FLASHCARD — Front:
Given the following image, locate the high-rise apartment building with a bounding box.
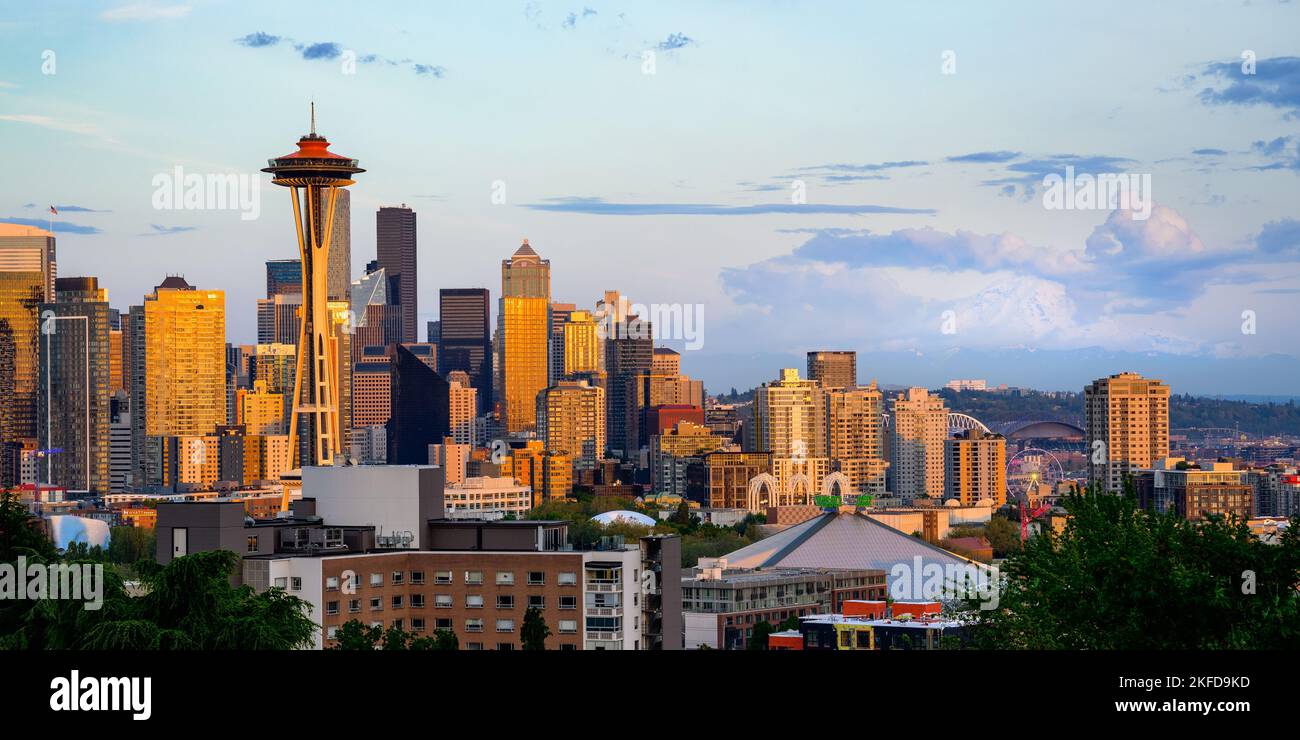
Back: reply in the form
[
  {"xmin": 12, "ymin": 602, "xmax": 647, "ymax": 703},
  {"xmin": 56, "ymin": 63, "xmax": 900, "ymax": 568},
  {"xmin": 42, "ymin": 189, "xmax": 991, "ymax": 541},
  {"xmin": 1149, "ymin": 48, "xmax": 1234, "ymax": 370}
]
[
  {"xmin": 944, "ymin": 429, "xmax": 1007, "ymax": 506},
  {"xmin": 498, "ymin": 241, "xmax": 550, "ymax": 433},
  {"xmin": 1085, "ymin": 372, "xmax": 1170, "ymax": 493},
  {"xmin": 439, "ymin": 288, "xmax": 492, "ymax": 415},
  {"xmin": 108, "ymin": 391, "xmax": 131, "ymax": 493},
  {"xmin": 138, "ymin": 277, "xmax": 227, "ymax": 484},
  {"xmin": 825, "ymin": 383, "xmax": 888, "ymax": 496},
  {"xmin": 537, "ymin": 380, "xmax": 606, "ymax": 469},
  {"xmin": 753, "ymin": 368, "xmax": 829, "ymax": 502},
  {"xmin": 256, "ymin": 293, "xmax": 301, "ymax": 345},
  {"xmin": 705, "ymin": 451, "xmax": 773, "ymax": 510},
  {"xmin": 890, "ymin": 387, "xmax": 947, "ymax": 501},
  {"xmin": 376, "ymin": 205, "xmax": 417, "ymax": 343},
  {"xmin": 236, "ymin": 380, "xmax": 285, "ymax": 435},
  {"xmin": 447, "ymin": 371, "xmax": 478, "ymax": 447},
  {"xmin": 563, "ymin": 309, "xmax": 600, "ymax": 378},
  {"xmin": 807, "ymin": 350, "xmax": 856, "ymax": 390},
  {"xmin": 351, "ymin": 358, "xmax": 392, "ymax": 430},
  {"xmin": 348, "ymin": 264, "xmax": 403, "ymax": 362},
  {"xmin": 328, "ymin": 189, "xmax": 351, "ymax": 301},
  {"xmin": 38, "ymin": 277, "xmax": 112, "ymax": 494},
  {"xmin": 651, "ymin": 421, "xmax": 724, "ymax": 500}
]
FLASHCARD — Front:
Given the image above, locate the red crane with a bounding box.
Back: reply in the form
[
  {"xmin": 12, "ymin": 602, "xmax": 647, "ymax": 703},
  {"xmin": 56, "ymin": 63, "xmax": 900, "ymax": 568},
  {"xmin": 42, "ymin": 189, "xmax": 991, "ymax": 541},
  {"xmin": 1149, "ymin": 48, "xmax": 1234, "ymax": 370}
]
[{"xmin": 1019, "ymin": 500, "xmax": 1051, "ymax": 542}]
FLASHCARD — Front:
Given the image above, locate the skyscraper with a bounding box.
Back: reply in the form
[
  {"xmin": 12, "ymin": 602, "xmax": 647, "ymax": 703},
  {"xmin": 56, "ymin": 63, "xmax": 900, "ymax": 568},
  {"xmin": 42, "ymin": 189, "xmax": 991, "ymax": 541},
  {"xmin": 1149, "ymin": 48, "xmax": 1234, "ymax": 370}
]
[
  {"xmin": 807, "ymin": 350, "xmax": 856, "ymax": 390},
  {"xmin": 447, "ymin": 370, "xmax": 478, "ymax": 447},
  {"xmin": 439, "ymin": 288, "xmax": 492, "ymax": 415},
  {"xmin": 263, "ymin": 110, "xmax": 363, "ymax": 468},
  {"xmin": 563, "ymin": 309, "xmax": 600, "ymax": 377},
  {"xmin": 348, "ymin": 263, "xmax": 403, "ymax": 363},
  {"xmin": 1085, "ymin": 372, "xmax": 1170, "ymax": 493},
  {"xmin": 265, "ymin": 259, "xmax": 302, "ymax": 298},
  {"xmin": 38, "ymin": 277, "xmax": 112, "ymax": 494},
  {"xmin": 498, "ymin": 241, "xmax": 550, "ymax": 433},
  {"xmin": 0, "ymin": 224, "xmax": 56, "ymax": 485},
  {"xmin": 329, "ymin": 189, "xmax": 351, "ymax": 301},
  {"xmin": 548, "ymin": 302, "xmax": 575, "ymax": 385},
  {"xmin": 890, "ymin": 387, "xmax": 947, "ymax": 502},
  {"xmin": 138, "ymin": 276, "xmax": 227, "ymax": 484},
  {"xmin": 387, "ymin": 343, "xmax": 449, "ymax": 464},
  {"xmin": 753, "ymin": 368, "xmax": 829, "ymax": 500},
  {"xmin": 537, "ymin": 380, "xmax": 605, "ymax": 469},
  {"xmin": 604, "ymin": 313, "xmax": 653, "ymax": 459},
  {"xmin": 376, "ymin": 204, "xmax": 417, "ymax": 343}
]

[About this task]: The entries above need to be transcribed word for word, and the pictures stay out.

[Final answer]:
FLASHCARD — Front:
Given the following image, locate the high-rise apartment building with a bounding box.
Back: reply in the form
[
  {"xmin": 12, "ymin": 602, "xmax": 647, "ymax": 703},
  {"xmin": 56, "ymin": 63, "xmax": 900, "ymax": 568},
  {"xmin": 42, "ymin": 189, "xmax": 991, "ymax": 541},
  {"xmin": 1149, "ymin": 48, "xmax": 1234, "ymax": 370}
]
[
  {"xmin": 944, "ymin": 429, "xmax": 1007, "ymax": 506},
  {"xmin": 498, "ymin": 241, "xmax": 550, "ymax": 433},
  {"xmin": 1085, "ymin": 372, "xmax": 1170, "ymax": 493},
  {"xmin": 439, "ymin": 288, "xmax": 492, "ymax": 415},
  {"xmin": 108, "ymin": 391, "xmax": 131, "ymax": 493},
  {"xmin": 138, "ymin": 277, "xmax": 227, "ymax": 484},
  {"xmin": 825, "ymin": 383, "xmax": 888, "ymax": 496},
  {"xmin": 537, "ymin": 380, "xmax": 606, "ymax": 469},
  {"xmin": 753, "ymin": 368, "xmax": 829, "ymax": 502},
  {"xmin": 256, "ymin": 293, "xmax": 301, "ymax": 345},
  {"xmin": 705, "ymin": 451, "xmax": 773, "ymax": 510},
  {"xmin": 890, "ymin": 387, "xmax": 947, "ymax": 501},
  {"xmin": 376, "ymin": 205, "xmax": 417, "ymax": 343},
  {"xmin": 236, "ymin": 380, "xmax": 285, "ymax": 435},
  {"xmin": 447, "ymin": 371, "xmax": 478, "ymax": 447},
  {"xmin": 563, "ymin": 309, "xmax": 600, "ymax": 378},
  {"xmin": 807, "ymin": 350, "xmax": 856, "ymax": 390},
  {"xmin": 351, "ymin": 358, "xmax": 392, "ymax": 430},
  {"xmin": 348, "ymin": 264, "xmax": 403, "ymax": 362},
  {"xmin": 328, "ymin": 189, "xmax": 351, "ymax": 301},
  {"xmin": 38, "ymin": 277, "xmax": 112, "ymax": 494},
  {"xmin": 651, "ymin": 421, "xmax": 724, "ymax": 500}
]
FLASHCARD — Front:
Given the image above, locate the red crane with a bounding box.
Back: reply in the form
[
  {"xmin": 12, "ymin": 602, "xmax": 647, "ymax": 703},
  {"xmin": 56, "ymin": 63, "xmax": 900, "ymax": 568},
  {"xmin": 42, "ymin": 189, "xmax": 991, "ymax": 541},
  {"xmin": 1149, "ymin": 48, "xmax": 1234, "ymax": 370}
]
[{"xmin": 1019, "ymin": 500, "xmax": 1051, "ymax": 542}]
FLASHCARD — Front:
Given the image above, locate the skyscraper with a bounding box.
Back: reply in the form
[
  {"xmin": 12, "ymin": 602, "xmax": 647, "ymax": 703},
  {"xmin": 56, "ymin": 63, "xmax": 900, "ymax": 568},
  {"xmin": 42, "ymin": 189, "xmax": 991, "ymax": 541},
  {"xmin": 1149, "ymin": 48, "xmax": 1234, "ymax": 370}
]
[
  {"xmin": 807, "ymin": 350, "xmax": 856, "ymax": 390},
  {"xmin": 447, "ymin": 370, "xmax": 478, "ymax": 447},
  {"xmin": 439, "ymin": 288, "xmax": 492, "ymax": 415},
  {"xmin": 263, "ymin": 110, "xmax": 363, "ymax": 468},
  {"xmin": 563, "ymin": 309, "xmax": 600, "ymax": 377},
  {"xmin": 348, "ymin": 263, "xmax": 403, "ymax": 363},
  {"xmin": 1085, "ymin": 372, "xmax": 1170, "ymax": 493},
  {"xmin": 265, "ymin": 259, "xmax": 302, "ymax": 298},
  {"xmin": 38, "ymin": 277, "xmax": 112, "ymax": 494},
  {"xmin": 498, "ymin": 241, "xmax": 550, "ymax": 433},
  {"xmin": 0, "ymin": 224, "xmax": 56, "ymax": 485},
  {"xmin": 329, "ymin": 189, "xmax": 351, "ymax": 301},
  {"xmin": 548, "ymin": 302, "xmax": 575, "ymax": 385},
  {"xmin": 890, "ymin": 387, "xmax": 947, "ymax": 502},
  {"xmin": 138, "ymin": 276, "xmax": 227, "ymax": 484},
  {"xmin": 387, "ymin": 343, "xmax": 449, "ymax": 464},
  {"xmin": 753, "ymin": 368, "xmax": 829, "ymax": 500},
  {"xmin": 537, "ymin": 380, "xmax": 605, "ymax": 469},
  {"xmin": 604, "ymin": 313, "xmax": 653, "ymax": 459},
  {"xmin": 376, "ymin": 204, "xmax": 417, "ymax": 343}
]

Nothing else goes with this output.